● WHAT THIS TASK INVOLVES
Please pick out every line in the items below that contains the word "metal", and copy each of those lines in full.

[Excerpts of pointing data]
-- START --

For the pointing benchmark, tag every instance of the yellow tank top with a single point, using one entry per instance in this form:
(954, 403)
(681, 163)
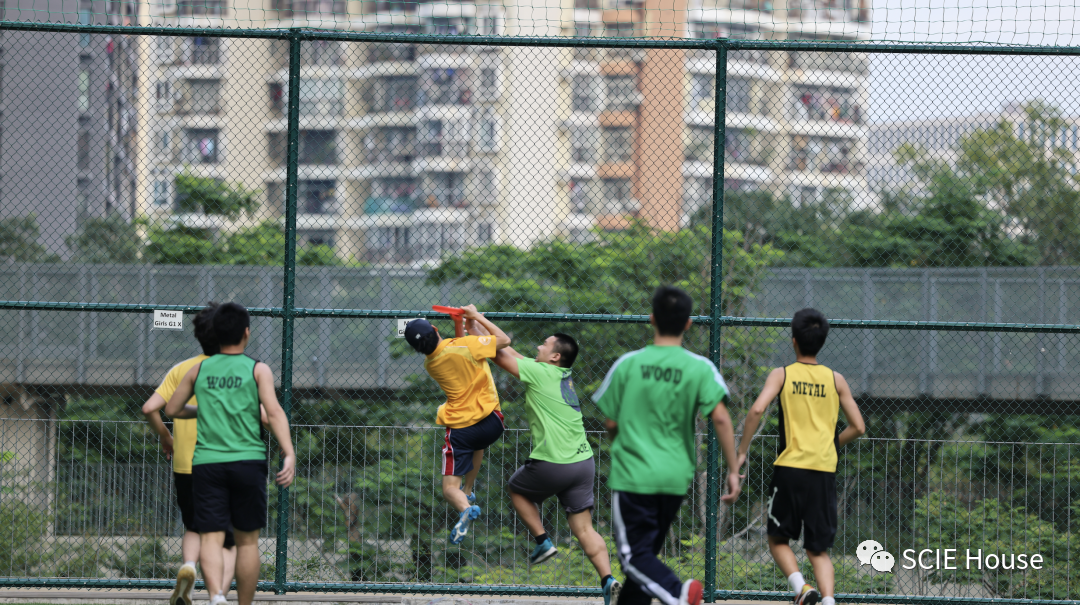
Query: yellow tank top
(809, 408)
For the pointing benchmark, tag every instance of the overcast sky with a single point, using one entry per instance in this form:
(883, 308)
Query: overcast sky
(917, 86)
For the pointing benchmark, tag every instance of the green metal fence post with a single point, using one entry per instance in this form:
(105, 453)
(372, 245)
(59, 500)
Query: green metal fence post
(288, 301)
(715, 310)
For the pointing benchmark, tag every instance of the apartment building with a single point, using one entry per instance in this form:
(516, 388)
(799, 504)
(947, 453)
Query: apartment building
(408, 152)
(795, 120)
(67, 120)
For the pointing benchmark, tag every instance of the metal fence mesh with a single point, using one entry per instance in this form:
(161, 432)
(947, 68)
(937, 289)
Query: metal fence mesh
(555, 186)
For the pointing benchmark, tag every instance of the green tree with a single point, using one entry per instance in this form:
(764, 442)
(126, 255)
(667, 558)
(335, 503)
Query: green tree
(108, 239)
(18, 241)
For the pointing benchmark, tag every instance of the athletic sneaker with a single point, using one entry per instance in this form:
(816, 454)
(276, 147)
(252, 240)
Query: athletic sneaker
(542, 552)
(692, 593)
(461, 527)
(185, 586)
(611, 589)
(808, 595)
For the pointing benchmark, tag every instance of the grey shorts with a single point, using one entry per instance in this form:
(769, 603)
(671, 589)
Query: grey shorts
(572, 483)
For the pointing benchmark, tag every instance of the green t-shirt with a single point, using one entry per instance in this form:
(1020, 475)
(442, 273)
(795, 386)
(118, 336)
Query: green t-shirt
(229, 426)
(656, 394)
(554, 414)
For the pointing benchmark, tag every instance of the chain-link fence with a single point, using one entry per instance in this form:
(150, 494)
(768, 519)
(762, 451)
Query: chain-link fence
(337, 182)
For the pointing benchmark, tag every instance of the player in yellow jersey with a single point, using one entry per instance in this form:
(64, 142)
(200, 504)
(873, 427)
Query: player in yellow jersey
(471, 414)
(802, 494)
(180, 447)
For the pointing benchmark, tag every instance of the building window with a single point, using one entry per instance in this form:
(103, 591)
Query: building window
(621, 92)
(83, 88)
(394, 93)
(321, 97)
(584, 198)
(202, 96)
(618, 144)
(828, 104)
(318, 147)
(489, 83)
(390, 145)
(618, 193)
(201, 146)
(445, 189)
(392, 196)
(487, 188)
(487, 132)
(739, 95)
(445, 86)
(161, 193)
(202, 51)
(585, 94)
(320, 52)
(82, 149)
(316, 197)
(813, 153)
(192, 8)
(583, 142)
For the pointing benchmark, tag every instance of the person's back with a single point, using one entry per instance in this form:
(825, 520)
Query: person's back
(229, 426)
(652, 399)
(659, 392)
(809, 408)
(459, 366)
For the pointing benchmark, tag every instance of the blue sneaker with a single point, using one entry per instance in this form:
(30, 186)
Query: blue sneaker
(542, 552)
(461, 527)
(611, 589)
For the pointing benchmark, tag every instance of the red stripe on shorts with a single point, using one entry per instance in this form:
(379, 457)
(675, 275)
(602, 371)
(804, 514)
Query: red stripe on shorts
(447, 455)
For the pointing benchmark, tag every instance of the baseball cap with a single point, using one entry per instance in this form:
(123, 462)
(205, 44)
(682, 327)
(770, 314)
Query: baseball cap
(417, 330)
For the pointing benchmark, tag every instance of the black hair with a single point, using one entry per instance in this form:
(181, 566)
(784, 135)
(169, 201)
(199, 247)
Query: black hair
(426, 344)
(567, 349)
(204, 330)
(809, 328)
(671, 309)
(230, 320)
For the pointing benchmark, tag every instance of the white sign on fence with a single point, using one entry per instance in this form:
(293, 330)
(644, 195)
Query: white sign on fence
(401, 327)
(167, 320)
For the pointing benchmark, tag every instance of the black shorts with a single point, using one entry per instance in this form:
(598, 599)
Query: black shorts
(802, 500)
(461, 443)
(185, 500)
(539, 480)
(230, 494)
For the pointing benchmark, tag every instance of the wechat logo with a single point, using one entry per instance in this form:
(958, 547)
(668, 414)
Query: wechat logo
(871, 552)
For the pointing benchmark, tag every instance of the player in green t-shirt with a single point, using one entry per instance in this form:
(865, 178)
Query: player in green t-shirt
(652, 398)
(562, 460)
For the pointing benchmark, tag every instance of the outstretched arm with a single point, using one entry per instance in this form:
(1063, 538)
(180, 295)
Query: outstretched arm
(772, 386)
(855, 425)
(501, 340)
(278, 421)
(152, 412)
(177, 404)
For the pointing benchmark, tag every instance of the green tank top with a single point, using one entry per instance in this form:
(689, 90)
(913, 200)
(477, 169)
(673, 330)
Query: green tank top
(228, 429)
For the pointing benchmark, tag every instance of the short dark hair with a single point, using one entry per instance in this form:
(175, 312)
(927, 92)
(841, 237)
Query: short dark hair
(567, 349)
(230, 320)
(426, 344)
(809, 328)
(671, 309)
(204, 330)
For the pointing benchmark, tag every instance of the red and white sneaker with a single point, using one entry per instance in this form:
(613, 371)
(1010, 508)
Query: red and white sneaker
(808, 595)
(692, 593)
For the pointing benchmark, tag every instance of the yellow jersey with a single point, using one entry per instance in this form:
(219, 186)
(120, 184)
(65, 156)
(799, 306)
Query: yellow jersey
(459, 366)
(184, 429)
(809, 408)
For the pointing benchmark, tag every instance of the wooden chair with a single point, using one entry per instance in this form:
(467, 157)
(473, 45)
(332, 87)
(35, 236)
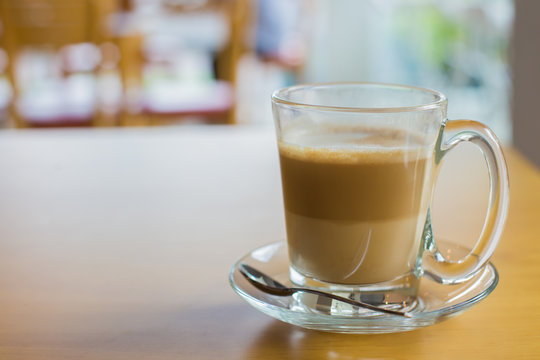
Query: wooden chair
(49, 25)
(220, 106)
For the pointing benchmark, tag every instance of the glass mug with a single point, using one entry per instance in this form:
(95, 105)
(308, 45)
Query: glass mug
(358, 166)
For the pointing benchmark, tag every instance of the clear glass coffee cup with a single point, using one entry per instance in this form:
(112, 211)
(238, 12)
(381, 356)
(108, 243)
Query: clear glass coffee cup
(359, 163)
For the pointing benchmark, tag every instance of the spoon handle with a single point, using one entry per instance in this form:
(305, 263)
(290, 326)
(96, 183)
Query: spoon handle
(351, 302)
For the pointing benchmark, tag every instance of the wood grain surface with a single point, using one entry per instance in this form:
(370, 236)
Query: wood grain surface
(116, 244)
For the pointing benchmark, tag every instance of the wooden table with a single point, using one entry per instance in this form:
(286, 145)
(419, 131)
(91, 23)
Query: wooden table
(116, 244)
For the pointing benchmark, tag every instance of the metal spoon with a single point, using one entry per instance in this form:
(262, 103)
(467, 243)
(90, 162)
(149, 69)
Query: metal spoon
(265, 283)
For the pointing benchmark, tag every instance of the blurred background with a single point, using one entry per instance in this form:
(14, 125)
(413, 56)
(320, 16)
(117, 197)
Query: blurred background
(124, 63)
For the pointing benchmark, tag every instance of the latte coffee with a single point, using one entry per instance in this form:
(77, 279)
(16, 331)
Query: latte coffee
(355, 203)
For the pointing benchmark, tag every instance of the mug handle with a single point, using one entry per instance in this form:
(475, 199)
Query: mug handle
(434, 265)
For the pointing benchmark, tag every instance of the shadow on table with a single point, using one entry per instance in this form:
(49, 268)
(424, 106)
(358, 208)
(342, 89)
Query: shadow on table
(283, 341)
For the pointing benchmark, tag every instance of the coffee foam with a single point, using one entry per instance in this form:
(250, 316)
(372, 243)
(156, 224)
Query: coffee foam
(357, 145)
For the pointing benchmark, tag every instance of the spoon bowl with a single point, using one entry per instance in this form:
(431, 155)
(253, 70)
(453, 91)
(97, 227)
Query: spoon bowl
(271, 286)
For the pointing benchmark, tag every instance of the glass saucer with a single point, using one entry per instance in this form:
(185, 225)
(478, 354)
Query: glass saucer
(436, 302)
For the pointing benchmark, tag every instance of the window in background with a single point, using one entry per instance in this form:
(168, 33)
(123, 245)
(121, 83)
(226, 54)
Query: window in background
(457, 47)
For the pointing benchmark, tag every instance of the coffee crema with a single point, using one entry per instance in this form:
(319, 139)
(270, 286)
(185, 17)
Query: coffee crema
(353, 203)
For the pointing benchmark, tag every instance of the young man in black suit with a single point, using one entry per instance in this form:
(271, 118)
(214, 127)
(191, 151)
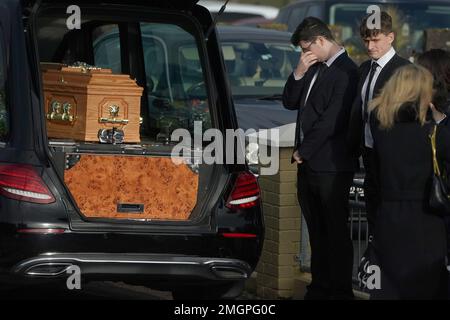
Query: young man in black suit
(322, 89)
(373, 74)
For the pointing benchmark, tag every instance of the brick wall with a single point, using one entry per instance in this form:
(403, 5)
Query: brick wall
(278, 266)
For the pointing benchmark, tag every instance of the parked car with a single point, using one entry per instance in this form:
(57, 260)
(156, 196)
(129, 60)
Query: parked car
(237, 11)
(411, 18)
(44, 229)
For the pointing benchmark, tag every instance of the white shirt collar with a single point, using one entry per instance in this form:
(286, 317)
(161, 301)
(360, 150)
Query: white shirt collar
(330, 61)
(386, 58)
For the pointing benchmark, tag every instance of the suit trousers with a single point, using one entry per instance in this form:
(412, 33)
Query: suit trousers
(372, 195)
(324, 201)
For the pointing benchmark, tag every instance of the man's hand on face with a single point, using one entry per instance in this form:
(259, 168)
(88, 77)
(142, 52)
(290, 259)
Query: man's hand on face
(307, 59)
(297, 157)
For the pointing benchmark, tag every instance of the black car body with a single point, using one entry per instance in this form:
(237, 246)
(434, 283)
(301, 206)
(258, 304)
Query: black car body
(43, 232)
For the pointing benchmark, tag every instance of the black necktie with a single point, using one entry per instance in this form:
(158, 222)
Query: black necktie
(320, 69)
(373, 69)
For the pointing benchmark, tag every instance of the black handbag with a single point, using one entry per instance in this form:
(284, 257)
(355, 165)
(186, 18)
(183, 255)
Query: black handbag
(439, 194)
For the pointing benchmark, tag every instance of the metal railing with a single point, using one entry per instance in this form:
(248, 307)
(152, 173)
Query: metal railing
(359, 232)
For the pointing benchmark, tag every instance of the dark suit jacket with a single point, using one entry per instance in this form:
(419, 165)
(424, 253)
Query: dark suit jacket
(403, 155)
(325, 115)
(356, 127)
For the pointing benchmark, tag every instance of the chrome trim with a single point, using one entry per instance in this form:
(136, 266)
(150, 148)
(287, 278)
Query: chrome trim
(67, 266)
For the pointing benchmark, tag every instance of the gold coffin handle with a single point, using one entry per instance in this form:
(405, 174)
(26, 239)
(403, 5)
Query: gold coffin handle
(62, 112)
(113, 121)
(113, 113)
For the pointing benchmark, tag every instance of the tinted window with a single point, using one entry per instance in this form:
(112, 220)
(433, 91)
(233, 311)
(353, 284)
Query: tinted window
(176, 82)
(297, 15)
(258, 68)
(107, 48)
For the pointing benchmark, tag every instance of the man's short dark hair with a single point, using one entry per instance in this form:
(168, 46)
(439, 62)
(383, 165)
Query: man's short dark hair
(309, 29)
(386, 26)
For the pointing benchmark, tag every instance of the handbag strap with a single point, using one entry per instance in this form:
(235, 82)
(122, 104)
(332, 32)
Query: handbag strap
(436, 169)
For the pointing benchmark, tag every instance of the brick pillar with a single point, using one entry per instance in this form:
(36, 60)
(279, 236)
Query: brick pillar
(278, 267)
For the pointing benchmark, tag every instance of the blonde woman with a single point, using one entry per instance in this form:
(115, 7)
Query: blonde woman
(409, 241)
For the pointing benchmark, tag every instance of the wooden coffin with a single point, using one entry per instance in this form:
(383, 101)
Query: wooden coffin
(160, 189)
(79, 102)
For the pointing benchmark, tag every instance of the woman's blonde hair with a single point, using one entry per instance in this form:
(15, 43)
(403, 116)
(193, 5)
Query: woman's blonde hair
(409, 84)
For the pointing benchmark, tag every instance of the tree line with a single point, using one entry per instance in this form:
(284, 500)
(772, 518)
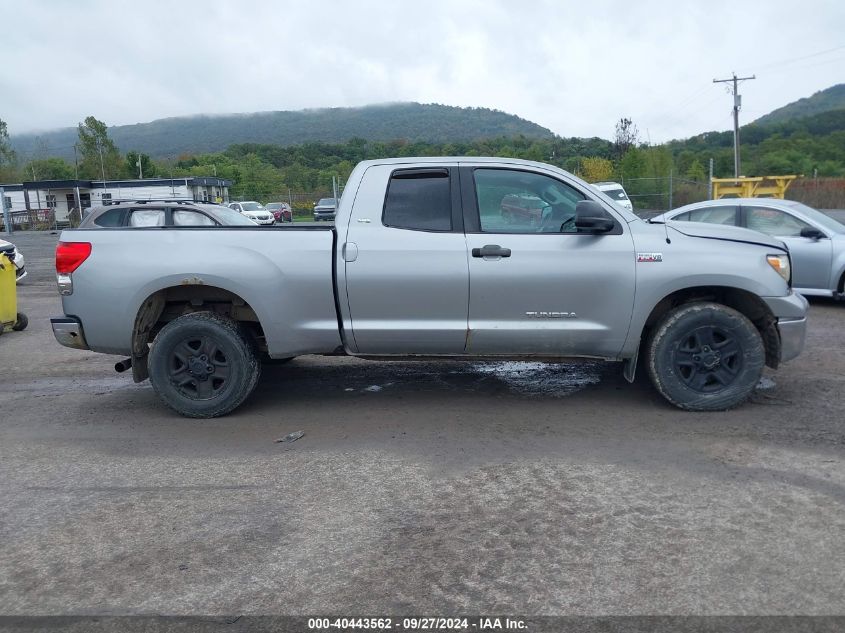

-- END --

● REPLY TO THE TASK
For the pointing benchmark, tag every instance of the green metal fence post with a single point, using one entry per instance in this form:
Query: green metal fence post
For the pointing benchmark, tag every instance of the metal fence mesh with a single point, using one entry per instance in this form:
Query: metal fence mesh
For the pointing benchmark, tag every instance of the metal spoon with a single point, using one entry per instance in this form:
Query: metal spoon
For the pointing benchmark, tag every instance of the metal railing with a single point, using one entry per instance in this form:
Query: metal railing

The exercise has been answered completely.